▶ Exercise details: Every record that appears below should be transcribed exactly.
--- --- ---
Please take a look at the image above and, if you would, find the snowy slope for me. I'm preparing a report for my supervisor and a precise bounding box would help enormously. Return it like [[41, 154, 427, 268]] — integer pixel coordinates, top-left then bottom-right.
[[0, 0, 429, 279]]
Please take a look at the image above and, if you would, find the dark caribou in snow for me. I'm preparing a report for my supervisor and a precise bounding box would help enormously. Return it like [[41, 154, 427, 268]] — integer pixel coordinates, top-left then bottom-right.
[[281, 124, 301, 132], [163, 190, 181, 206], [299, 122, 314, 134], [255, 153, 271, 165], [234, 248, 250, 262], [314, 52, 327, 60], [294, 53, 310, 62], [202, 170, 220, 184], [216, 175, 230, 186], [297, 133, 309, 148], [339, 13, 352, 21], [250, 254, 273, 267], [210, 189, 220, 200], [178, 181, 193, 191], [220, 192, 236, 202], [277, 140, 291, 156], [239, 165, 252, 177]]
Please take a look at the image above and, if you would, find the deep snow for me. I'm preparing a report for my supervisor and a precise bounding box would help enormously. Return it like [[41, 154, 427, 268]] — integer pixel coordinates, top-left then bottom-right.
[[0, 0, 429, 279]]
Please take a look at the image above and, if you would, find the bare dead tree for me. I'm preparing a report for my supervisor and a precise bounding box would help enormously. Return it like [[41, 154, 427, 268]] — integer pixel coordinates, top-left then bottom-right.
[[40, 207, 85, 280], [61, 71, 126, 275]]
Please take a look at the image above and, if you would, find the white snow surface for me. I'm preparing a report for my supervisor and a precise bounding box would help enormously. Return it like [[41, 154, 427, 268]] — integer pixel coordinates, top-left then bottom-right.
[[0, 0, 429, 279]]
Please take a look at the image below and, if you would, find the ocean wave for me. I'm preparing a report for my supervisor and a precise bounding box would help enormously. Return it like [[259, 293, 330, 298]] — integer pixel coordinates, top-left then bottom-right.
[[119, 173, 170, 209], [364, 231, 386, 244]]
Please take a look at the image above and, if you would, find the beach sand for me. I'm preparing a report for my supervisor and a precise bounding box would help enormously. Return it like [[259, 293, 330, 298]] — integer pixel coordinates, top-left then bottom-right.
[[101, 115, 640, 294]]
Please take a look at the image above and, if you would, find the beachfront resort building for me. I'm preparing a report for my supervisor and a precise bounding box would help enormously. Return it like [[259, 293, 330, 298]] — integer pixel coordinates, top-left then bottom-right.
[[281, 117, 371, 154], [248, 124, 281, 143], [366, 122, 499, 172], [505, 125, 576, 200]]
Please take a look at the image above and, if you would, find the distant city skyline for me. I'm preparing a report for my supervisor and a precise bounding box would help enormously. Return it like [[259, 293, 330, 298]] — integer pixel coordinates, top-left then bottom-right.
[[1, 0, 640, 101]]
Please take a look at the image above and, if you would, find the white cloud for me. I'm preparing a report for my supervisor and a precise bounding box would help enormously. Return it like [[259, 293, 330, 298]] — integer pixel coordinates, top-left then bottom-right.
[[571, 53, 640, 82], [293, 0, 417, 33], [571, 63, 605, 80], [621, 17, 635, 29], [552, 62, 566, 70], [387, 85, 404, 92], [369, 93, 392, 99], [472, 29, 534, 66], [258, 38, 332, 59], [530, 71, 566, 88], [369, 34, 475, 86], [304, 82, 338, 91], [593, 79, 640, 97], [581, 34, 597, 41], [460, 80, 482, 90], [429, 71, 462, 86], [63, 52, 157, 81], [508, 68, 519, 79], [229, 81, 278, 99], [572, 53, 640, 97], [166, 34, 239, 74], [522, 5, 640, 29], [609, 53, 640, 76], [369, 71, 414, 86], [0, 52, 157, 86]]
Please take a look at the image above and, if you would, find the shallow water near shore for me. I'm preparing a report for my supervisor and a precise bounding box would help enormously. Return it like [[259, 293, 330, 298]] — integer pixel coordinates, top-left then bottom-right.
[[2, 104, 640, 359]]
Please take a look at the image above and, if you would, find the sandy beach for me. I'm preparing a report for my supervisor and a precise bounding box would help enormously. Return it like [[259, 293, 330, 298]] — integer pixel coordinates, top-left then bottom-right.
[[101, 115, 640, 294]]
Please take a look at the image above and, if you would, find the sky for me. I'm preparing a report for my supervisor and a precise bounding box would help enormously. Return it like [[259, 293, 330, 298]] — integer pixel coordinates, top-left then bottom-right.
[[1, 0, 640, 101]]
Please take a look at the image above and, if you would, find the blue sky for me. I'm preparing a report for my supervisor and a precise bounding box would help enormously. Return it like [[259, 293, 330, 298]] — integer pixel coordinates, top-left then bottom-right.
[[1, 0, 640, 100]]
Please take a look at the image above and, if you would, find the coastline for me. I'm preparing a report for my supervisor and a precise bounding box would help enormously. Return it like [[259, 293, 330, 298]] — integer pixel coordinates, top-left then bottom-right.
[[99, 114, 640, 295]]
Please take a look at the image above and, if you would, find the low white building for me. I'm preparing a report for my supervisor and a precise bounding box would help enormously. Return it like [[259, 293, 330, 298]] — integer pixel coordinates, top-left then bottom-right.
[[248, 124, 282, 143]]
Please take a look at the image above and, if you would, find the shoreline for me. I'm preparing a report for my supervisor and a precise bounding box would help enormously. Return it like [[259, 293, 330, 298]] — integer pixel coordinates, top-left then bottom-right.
--- --- ---
▶ Response to this exercise:
Please take a look at the image above and, if you would, find the snowy slope for me. I'm preparing a report for my supervisor and a precise bounding box would help enormously. Return it like [[41, 154, 427, 268]] — integer pixel coordinates, top-left then bottom-right.
[[0, 0, 429, 279]]
Please take a look at the image above and, if you would, find the dark caribou in snow for me. I'm preparing a report for my supervisor and a precise bounding box would help enormously. Return it like [[41, 154, 427, 268]] — integer pixel coordinates, top-left then bottom-right.
[[281, 124, 301, 132], [163, 190, 181, 206], [299, 122, 314, 134], [255, 153, 271, 165], [234, 248, 250, 262], [314, 52, 327, 60], [294, 53, 310, 62], [202, 170, 220, 184], [216, 175, 230, 186], [297, 133, 309, 148], [339, 13, 352, 21], [250, 254, 273, 267], [210, 189, 220, 200], [178, 181, 193, 191], [220, 192, 236, 202], [277, 140, 291, 156], [239, 165, 252, 177]]
Please take a look at the image above and, if you would, find the deep snow for me. I'm preparing a report for my supervisor and a precise bounding box would help enormously. Return it like [[41, 154, 427, 268]] — integer pixel coordinates, top-left then bottom-right.
[[0, 0, 429, 279]]
Please take a look at the image above and, if you would, find the bare dead tree for me. I'm preparing a report for my supervisor and a precise bounding box would help enormously. Return it like [[41, 154, 427, 268]] — integer pixel coordinates, top-left then bottom-right.
[[40, 207, 85, 280], [61, 71, 126, 275]]
Please take a look at the image above and, if you would, find the white snow surface for me. I'm preparing a report for my supervisor and a precise bounding box would help enormously. Return it like [[41, 154, 427, 268]] — integer pixel coordinates, top-left then bottom-right.
[[0, 0, 429, 279]]
Please take a look at the image below and, if you would, find the ocean wave for me. I'm preparing a report for my supervisor and a precise bounding box would help enormously. Return it like [[259, 293, 330, 298]] — integer pixel coordinates, top-left then bottom-right.
[[119, 173, 170, 209], [364, 231, 386, 244]]
Please take a look at the image above and, if you would, find the beach sand for me. I'm preparing a report for my supervisor and a precise bounding box would help enormously. Return it like [[259, 293, 330, 298]] — integer pixel coordinates, top-left then bottom-right.
[[101, 115, 640, 294]]
Please take a look at the image above and, if you would, find the beachfront resort building for me. I'm preparing a report for my supervisor and a precise bounding box would help enormously. Return it like [[259, 293, 330, 298]] — integer pixel coordinates, top-left then bottom-right.
[[281, 117, 371, 154], [248, 124, 281, 143], [366, 122, 499, 172], [505, 125, 576, 200]]
Please take a look at the image above and, if you would, find the distant city skyline for me. I'm preparing a report for my supervisor and a precise bounding box would help enormously. Return it like [[259, 293, 330, 298]] — integer pixel coordinates, top-left then bottom-right.
[[1, 0, 640, 101]]
Please take a look at the image above and, if you would, find the white cloud for me. I'm preparing a report for my supervisor and a precise bounding box would help enormously. Return it like [[259, 293, 330, 298]] — integer pixel coordinates, top-left then bottom-right.
[[571, 53, 640, 82], [293, 0, 417, 33], [571, 63, 605, 80], [621, 17, 635, 29], [552, 62, 566, 70], [387, 85, 404, 92], [369, 93, 392, 99], [472, 29, 534, 66], [258, 38, 332, 59], [530, 71, 566, 88], [369, 34, 475, 86], [304, 82, 338, 91], [593, 79, 640, 97], [581, 34, 597, 41], [460, 80, 482, 90], [429, 71, 462, 86], [63, 52, 157, 81], [508, 68, 519, 79], [229, 81, 278, 99], [572, 53, 640, 97], [166, 34, 239, 74], [522, 5, 640, 29], [609, 53, 640, 76], [369, 71, 414, 86], [0, 52, 157, 86]]
Please take a look at the image above and, if you would, find the shallow water near shore for me. I'm preparing a report for my supervisor and a precise bounding box would help enormously. Return it like [[259, 293, 330, 298]] — integer pixel coordinates, top-left then bottom-right.
[[2, 104, 640, 359]]
Please take a look at the image above and, if you would, find the sandy beach for me. I'm preparing a report for my supervisor and a precise bounding box would help enormously. Return it like [[259, 293, 330, 298]] — integer pixel coordinates, top-left then bottom-right.
[[101, 115, 640, 294]]
Please take a look at the image above and, if you would, find the sky for me. I'm preparing a report for my supervisor and a precise bounding box would help enormously. Return it like [[259, 293, 330, 298]] — integer pixel coordinates, top-left then bottom-right.
[[1, 0, 640, 101]]
Please take a look at the image above and, if you would, find the blue sky for me. I'm preparing a report for my supervisor and a precise bounding box would help enormously. Return it like [[259, 293, 330, 298]] — integer pixel coordinates, top-left then bottom-right.
[[1, 0, 640, 100]]
Please take a look at the image above and, if you would, find the coastline for me. I'm preparing a report for my supervisor and a precise bounding box would help enormously. Return it like [[259, 293, 330, 298]] — integer pixel coordinates, top-left then bottom-right.
[[99, 114, 640, 295]]
Please take a look at the image above and, if you would, find the low white building for me. I'm preparing a report for my supervisor and a precise bounding box would help enormously. Return it like [[259, 293, 330, 298]] — integer pixel coordinates, top-left then bottom-right.
[[248, 124, 282, 143]]
Please take a look at the image above and, if you would, find the shoreline for me. I'm preparing a report for my supervisor and a precise bounding box would help enormously. Return it like [[259, 293, 330, 298]] — integer pixel coordinates, top-left then bottom-right.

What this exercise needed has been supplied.